→ Short problem: Please pull out every line in the records below that contains the word "leather" and copy each one unchanged.

→ Material to process:
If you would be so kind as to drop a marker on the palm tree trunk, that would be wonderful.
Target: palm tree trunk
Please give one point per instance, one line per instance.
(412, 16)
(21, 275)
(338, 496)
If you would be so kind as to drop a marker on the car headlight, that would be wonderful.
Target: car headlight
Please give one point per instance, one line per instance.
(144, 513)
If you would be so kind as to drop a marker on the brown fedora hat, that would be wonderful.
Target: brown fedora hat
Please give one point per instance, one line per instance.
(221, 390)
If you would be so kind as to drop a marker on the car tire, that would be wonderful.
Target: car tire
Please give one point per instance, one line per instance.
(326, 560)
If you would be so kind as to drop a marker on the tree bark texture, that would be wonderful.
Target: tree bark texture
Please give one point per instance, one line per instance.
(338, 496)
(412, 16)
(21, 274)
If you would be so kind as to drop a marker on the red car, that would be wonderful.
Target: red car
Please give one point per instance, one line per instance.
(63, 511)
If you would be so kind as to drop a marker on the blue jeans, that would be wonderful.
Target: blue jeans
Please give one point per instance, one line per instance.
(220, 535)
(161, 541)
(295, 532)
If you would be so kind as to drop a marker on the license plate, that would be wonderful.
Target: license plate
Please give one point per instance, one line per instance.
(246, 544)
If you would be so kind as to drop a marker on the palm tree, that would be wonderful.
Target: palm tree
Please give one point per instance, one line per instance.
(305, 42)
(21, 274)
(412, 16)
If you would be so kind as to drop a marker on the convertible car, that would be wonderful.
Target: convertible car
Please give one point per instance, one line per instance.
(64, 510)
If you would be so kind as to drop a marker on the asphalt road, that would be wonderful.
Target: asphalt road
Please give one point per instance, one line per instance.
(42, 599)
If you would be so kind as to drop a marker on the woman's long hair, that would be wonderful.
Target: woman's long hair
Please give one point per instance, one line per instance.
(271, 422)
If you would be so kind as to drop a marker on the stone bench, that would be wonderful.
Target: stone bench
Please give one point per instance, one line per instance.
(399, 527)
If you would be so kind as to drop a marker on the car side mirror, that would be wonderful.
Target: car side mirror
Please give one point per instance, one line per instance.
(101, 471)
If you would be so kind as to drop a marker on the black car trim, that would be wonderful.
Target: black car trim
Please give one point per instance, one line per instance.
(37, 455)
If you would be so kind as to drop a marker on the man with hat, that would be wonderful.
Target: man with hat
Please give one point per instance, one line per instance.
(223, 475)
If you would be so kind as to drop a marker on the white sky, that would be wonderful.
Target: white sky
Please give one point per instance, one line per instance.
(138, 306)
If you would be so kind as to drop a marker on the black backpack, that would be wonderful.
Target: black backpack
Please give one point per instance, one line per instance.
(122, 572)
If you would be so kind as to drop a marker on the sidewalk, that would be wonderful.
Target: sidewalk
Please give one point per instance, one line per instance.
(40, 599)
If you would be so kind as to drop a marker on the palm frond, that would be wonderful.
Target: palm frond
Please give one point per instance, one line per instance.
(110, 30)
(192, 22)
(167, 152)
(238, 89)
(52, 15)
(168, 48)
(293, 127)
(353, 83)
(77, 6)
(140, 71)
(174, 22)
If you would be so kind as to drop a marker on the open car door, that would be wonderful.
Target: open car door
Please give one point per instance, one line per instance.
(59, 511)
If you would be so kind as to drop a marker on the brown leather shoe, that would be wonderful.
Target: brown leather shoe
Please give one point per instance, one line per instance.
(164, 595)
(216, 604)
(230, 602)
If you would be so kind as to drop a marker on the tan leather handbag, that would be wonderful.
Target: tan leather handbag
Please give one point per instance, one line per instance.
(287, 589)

--

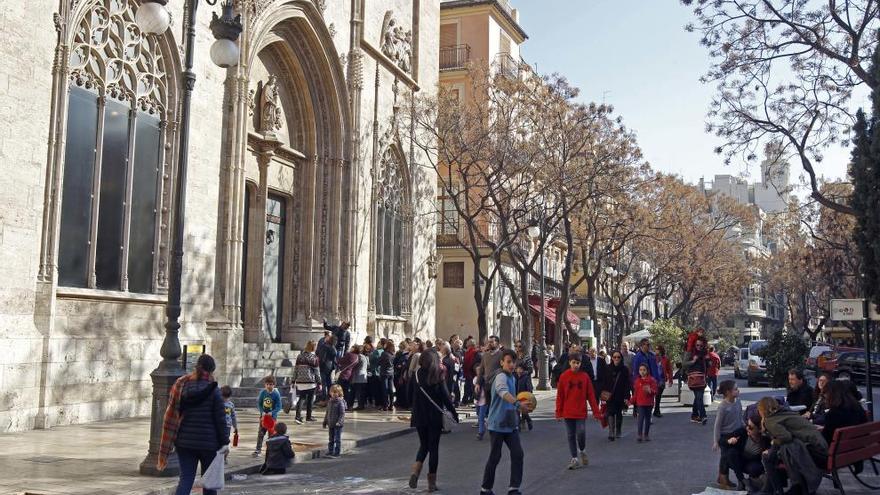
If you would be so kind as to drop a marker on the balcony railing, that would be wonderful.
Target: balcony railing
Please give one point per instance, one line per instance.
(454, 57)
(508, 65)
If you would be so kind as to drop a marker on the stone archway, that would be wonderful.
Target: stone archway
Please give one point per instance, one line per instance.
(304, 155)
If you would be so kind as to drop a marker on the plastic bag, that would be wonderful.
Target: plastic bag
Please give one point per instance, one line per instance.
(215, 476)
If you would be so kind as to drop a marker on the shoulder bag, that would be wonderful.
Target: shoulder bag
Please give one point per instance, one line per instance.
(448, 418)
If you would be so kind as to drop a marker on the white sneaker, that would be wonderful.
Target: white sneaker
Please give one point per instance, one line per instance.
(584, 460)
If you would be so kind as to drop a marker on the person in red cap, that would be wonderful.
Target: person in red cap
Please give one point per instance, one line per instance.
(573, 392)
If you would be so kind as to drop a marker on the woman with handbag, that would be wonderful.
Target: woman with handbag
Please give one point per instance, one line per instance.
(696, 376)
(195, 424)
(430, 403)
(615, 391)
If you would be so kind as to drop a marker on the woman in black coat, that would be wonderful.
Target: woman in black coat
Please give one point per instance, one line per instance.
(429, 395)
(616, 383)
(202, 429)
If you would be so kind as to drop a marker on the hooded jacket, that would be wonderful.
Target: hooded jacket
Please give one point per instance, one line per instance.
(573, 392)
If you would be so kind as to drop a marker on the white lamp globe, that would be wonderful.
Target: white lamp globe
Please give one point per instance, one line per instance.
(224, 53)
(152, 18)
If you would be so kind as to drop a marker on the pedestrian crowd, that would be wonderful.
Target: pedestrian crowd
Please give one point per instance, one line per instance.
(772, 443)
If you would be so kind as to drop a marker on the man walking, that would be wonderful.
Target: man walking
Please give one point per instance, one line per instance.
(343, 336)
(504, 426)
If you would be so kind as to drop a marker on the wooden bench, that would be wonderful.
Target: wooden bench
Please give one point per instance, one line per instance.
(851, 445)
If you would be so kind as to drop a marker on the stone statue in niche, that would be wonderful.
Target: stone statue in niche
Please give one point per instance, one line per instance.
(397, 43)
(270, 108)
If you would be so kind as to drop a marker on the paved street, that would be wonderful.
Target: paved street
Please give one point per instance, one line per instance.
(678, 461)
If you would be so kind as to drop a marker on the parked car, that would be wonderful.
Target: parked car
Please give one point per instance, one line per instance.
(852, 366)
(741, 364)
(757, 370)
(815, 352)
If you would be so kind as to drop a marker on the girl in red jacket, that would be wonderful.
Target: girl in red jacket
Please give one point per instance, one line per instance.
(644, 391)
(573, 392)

→ Answer to the task:
If you would be so kind as to drop a marker on the brown leather shoe, that would be wonderful.
Target: brown leather shoe
If you would be so kind as to drop a marker on the tan leather handbag, that would be wonderful.
Target: tan leather handbag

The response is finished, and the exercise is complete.